» O que fazer
- a) No texto em homenagem a Chico Passeata, onde ele cumpriu a condenação da justiça militar?
- b) Repita o trecho do texto em homenagem a Chico Passeata, começando em "Ao camarada Chico" e terminando em "exceção então imposto.".
- c) Escreva o que vem depois da última frase do texto em homenagem a Chico Passeata.

Ao camarada Chico Passeata - Marcelo Gurgel Carlos da Silva



A sociedade cearense e a medicina, em particular, emudecem hoje (12/08/11), diante da perda do seu valoroso varão, o cidadão Francisco das Chagas Dias Monteiro, mais conhecido por “Chico Passeata”, alcunha oriunda de sua combativa militância estudantil, quando pôs sua integridade física sob risco, para dar combate ingente às forças repressivas, vigentes no Brasil pós-64, insurgindo-se ele, com palavras e ações cívicas, contra o estado de exceção então imposto.
O seu posicionamento político, calcado na franca defesa dos seus ideais, rendeu-lhe dissabores, extensivos aos seus familiares, que testemunharam sua via crucis, marcada por sucessivas e irregulares detenções, seguidas de uma condenação, pela justiça militar, cumprida por longos e penosos meses na ilha de Itamaracá.
Em suas diversas passagens, pelos cárceres, conheceu na própria pele e nas suas entranhas, o peso da nefasta intervenção de algozes que, obstinadamente, tentaram minar o seu espírito de luta, mediante a coação e a coerção, com emprego sistemático da tortura física e psicológica, sequer poupando a sua amada Helena Serra Azul, a fiel companheira de mais de quatro décadas de convivência.
Esses percalços de sua juventude truncaram a sua carreira acadêmica, iniciada em 1966, na Faculdade de Medicina da UFC, impedindo-o de se formar em 1971, ao lado dos colegas da Turma Andreas Vesalius, e retardando, em quatro anos e meio, a sua diplomação, como médico, o que aconteceu em evento realizado, na reitoria da universidade, em julho de 1976, para apenas dez diplomados. Apesar da defasagem temporal, os egressos de 1971, que ora se preparam para celebrar os quarenta anos de formatura, sempre o consideraram como um dos integrantes da briosa turma.

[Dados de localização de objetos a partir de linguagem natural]

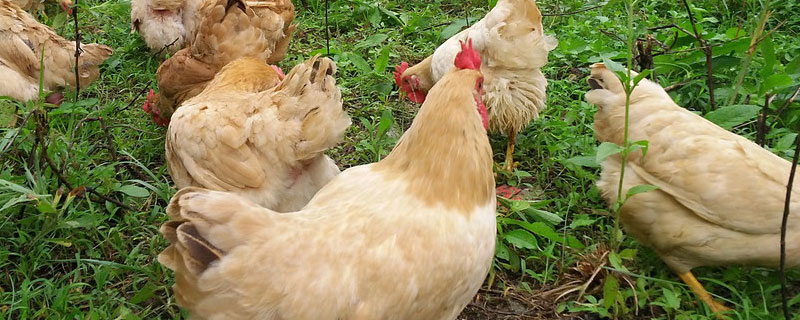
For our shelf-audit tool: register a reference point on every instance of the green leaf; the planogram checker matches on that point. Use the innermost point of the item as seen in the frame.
(584, 161)
(641, 76)
(383, 61)
(775, 82)
(452, 29)
(358, 61)
(786, 142)
(134, 191)
(730, 116)
(617, 69)
(146, 292)
(59, 20)
(640, 144)
(605, 150)
(671, 298)
(610, 290)
(639, 189)
(372, 41)
(544, 230)
(544, 216)
(385, 123)
(501, 251)
(521, 239)
(615, 261)
(628, 254)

» Respostas numeradas
- a) Na ilha de Itamaracá.

- b)
Ao camarada Chico Passeata - Marcelo Gurgel Carlos da Silva



A sociedade cearense e a medicina, em particular, emudecem hoje (12/08/11), diante da perda do seu valoroso varão, o cidadão Francisco das Chagas Dias Monteiro, mais conhecido por “Chico Passeata”, alcunha oriunda de sua combativa militância estudantil, quando pôs sua integridade física sob risco, para dar combate ingente às forças repressivas, vigentes no Brasil pós-64, insurgindo-se ele, com palavras e ações cívicas, contra o estado de exceção então imposto.

- c)
Já como médico, cada vez mais Chico Monteiro, porém sem anistiar a sua veia de condutor das marchas de protesto, abraçou, com alentadas determinação e disposição, as grandes causas sociais que afligem o povo brasileiro, notadamente aquelas comprometedoras das condições de saúde. Em resposta a essas carências de seus concidadãos, tornou-se um médico-sanitarista, pela prática, adquirida ao longo de sua atuação médica, começada em Aratuba, inserida no bojo das ações das Comunidades Eclesiais de Base, passando por Paulínia, Campinas, Canindé, especialmente voltada para a Atenção Primária de Saúde, e pela formação técnica e educacional, conquistada na Especialização em Saúde Pública na Unicamp e no Mestrado de Saúde Pública na UFC.
A feliz combinação de experiência de campo e preparo acadêmico com o fervor de seu empenho fizeram dele um baluarte para a construção do Sistema Único de Saúde no Ceará e também no Brasil. Foi presença marcante, por sua desprendida dedicação à Saúde Pública, nas variadas entidades da classe médica cearense (Associação Médica Cearense, Sindicato dos Médicos do Estado do Ceará, Conselho Regional de Medicina do Estado do Ceará etc.), e nos fóruns, que levaram à edificação do SUS, a exemplo das Conferências Nacionais de Saúde, e nos Conselhos de Saúde, incluindo o nacional (CNS), do qual foi membro titular, representando a categoria médica.
Apesar de tantos infortúnios juvenis, Chico Monteiro não transparecia guardar ressentimentos daqueles que travaram a consecução dos seus propósitos, levantando-se após os tombos, e carregando a sua pesada cruz, sem um irmão cireneico para ajudá-lo, mas até encontrava forças para consolar e animar os companheiros de labuta cotidiana. A firmeza na defesa de suas convicções não lhe tolhia o acolhimento de escutar outros, de voz discordante, trilhando o diálogo como forma de tomar decisões consistentes.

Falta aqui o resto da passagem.